__WHAT THE EXERCISE ASKS__. Please write out the listing exactly, with nothing altered.

__INPUT RECORDS__.
[Start of Attachment]
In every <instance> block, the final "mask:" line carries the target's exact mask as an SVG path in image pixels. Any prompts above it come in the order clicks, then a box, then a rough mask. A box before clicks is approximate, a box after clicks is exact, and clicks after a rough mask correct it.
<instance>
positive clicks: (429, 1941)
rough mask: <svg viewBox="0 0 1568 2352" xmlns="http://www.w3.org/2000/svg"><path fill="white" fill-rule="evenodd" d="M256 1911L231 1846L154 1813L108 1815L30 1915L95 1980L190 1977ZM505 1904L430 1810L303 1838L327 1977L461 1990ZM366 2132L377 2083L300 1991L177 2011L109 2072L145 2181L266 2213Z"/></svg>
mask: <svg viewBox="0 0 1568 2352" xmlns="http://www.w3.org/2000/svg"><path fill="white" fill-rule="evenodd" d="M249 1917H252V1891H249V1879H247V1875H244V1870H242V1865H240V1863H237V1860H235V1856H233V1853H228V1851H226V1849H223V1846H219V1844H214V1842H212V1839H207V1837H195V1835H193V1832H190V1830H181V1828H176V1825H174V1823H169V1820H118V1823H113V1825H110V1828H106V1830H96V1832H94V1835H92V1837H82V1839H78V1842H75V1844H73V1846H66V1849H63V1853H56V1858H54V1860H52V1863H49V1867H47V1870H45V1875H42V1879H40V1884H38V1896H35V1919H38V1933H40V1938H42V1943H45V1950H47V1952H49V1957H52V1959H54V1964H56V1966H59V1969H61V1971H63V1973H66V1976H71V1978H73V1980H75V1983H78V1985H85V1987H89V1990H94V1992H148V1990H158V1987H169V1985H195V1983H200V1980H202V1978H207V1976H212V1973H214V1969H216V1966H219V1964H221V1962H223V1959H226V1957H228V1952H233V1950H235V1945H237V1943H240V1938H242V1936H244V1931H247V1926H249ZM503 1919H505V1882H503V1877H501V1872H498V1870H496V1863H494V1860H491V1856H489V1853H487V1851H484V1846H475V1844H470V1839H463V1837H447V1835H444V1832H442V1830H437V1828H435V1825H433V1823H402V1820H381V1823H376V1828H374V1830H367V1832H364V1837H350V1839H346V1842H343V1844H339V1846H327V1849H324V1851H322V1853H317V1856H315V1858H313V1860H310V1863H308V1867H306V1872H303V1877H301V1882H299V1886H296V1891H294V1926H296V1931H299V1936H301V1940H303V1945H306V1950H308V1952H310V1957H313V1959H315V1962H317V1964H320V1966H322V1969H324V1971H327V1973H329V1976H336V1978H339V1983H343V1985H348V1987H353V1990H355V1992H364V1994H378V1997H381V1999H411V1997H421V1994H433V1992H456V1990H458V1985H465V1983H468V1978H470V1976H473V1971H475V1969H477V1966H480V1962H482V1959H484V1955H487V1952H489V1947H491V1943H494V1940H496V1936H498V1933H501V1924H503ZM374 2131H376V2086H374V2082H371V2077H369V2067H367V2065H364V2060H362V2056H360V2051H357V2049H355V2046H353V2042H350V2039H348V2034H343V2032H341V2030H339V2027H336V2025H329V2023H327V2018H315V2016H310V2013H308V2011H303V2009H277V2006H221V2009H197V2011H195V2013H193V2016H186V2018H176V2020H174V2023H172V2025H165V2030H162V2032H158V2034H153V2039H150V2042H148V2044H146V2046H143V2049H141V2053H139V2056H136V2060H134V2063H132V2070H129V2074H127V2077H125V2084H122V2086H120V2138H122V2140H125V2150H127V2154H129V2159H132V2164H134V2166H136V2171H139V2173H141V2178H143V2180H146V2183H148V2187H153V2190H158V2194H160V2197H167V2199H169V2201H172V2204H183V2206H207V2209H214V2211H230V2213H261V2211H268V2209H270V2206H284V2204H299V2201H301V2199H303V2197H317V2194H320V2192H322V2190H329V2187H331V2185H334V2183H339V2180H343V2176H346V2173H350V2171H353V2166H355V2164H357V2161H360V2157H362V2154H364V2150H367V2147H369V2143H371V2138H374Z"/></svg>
[End of Attachment]
__SOLUTION FOR THIS EXERCISE__.
In every <instance> block, the final "mask:" line carries the target's exact mask as an SVG path in image pixels. Any prompts above it come in the order clicks, then a box, then a rough mask. A box before clicks is approximate, a box after clicks is exact, and clicks after a rough mask correct it.
<instance>
positive clicks: (429, 1941)
rough mask: <svg viewBox="0 0 1568 2352" xmlns="http://www.w3.org/2000/svg"><path fill="white" fill-rule="evenodd" d="M256 1911L231 1846L154 1813L108 1815L30 1915L95 1980L190 1977ZM505 1904L430 1810L303 1838L327 1977L461 1990ZM366 2132L377 2083L300 1991L177 2011L109 2072L145 2181L266 2213Z"/></svg>
mask: <svg viewBox="0 0 1568 2352" xmlns="http://www.w3.org/2000/svg"><path fill="white" fill-rule="evenodd" d="M249 1917H252V1891H249V1879H247V1875H244V1870H242V1865H240V1863H237V1860H235V1856H233V1853H228V1851H226V1849H223V1846H219V1844H214V1842H212V1839H207V1837H195V1835H193V1832H190V1830H181V1828H176V1825H174V1823H169V1820H118V1823H113V1825H110V1828H106V1830H96V1832H94V1835H92V1837H82V1839H78V1842H75V1844H73V1846H66V1849H63V1853H56V1858H54V1860H52V1863H49V1867H47V1870H45V1875H42V1879H40V1884H38V1896H35V1919H38V1933H40V1938H42V1943H45V1950H47V1952H49V1957H52V1959H54V1964H56V1966H59V1969H61V1971H63V1973H66V1976H71V1978H73V1980H75V1983H78V1985H85V1987H89V1990H94V1992H148V1990H158V1987H169V1985H195V1983H200V1980H202V1978H207V1976H212V1973H214V1969H216V1966H219V1964H221V1962H223V1959H226V1957H228V1952H233V1950H235V1945H237V1943H240V1938H242V1936H244V1931H247V1926H249ZM503 1919H505V1882H503V1877H501V1872H498V1870H496V1863H494V1860H491V1856H489V1853H487V1851H484V1846H475V1844H470V1839H463V1837H447V1835H444V1832H442V1830H437V1828H435V1825H433V1823H402V1820H381V1823H376V1828H374V1830H367V1832H364V1837H350V1839H346V1842H343V1844H339V1846H327V1849H324V1851H322V1853H317V1856H315V1858H313V1860H310V1863H308V1867H306V1872H303V1877H301V1882H299V1886H296V1891H294V1926H296V1931H299V1936H301V1940H303V1945H306V1950H308V1952H310V1957H313V1959H315V1962H317V1964H320V1966H322V1969H324V1971H327V1973H329V1976H336V1978H339V1983H343V1985H348V1987H353V1990H355V1992H364V1994H378V1997H381V1999H411V1997H421V1994H433V1992H456V1990H458V1985H465V1983H468V1978H470V1976H473V1971H475V1969H477V1966H480V1962H482V1959H484V1955H487V1952H489V1947H491V1943H494V1940H496V1936H498V1933H501V1924H503ZM374 2131H376V2086H374V2082H371V2077H369V2067H367V2065H364V2060H362V2056H360V2051H357V2049H355V2046H353V2042H350V2039H348V2034H343V2032H341V2030H339V2027H336V2025H329V2023H327V2018H315V2016H310V2013H308V2011H303V2009H277V2006H221V2009H197V2011H195V2013H193V2016H186V2018H176V2020H174V2023H172V2025H165V2030H162V2032H158V2034H153V2039H150V2042H148V2044H146V2046H143V2049H141V2053H139V2056H136V2060H134V2063H132V2070H129V2074H127V2077H125V2084H122V2086H120V2138H122V2140H125V2150H127V2154H129V2159H132V2164H134V2166H136V2171H139V2173H141V2178H143V2180H146V2183H148V2187H153V2190H158V2194H160V2197H167V2199H169V2201H172V2204H183V2206H207V2209H214V2211H230V2213H261V2211H268V2209H270V2206H284V2204H299V2201H301V2199H303V2197H317V2194H320V2192H322V2190H329V2187H331V2185H334V2183H339V2180H343V2176H346V2173H350V2171H353V2166H355V2164H357V2161H360V2157H362V2154H364V2150H367V2147H369V2143H371V2138H374Z"/></svg>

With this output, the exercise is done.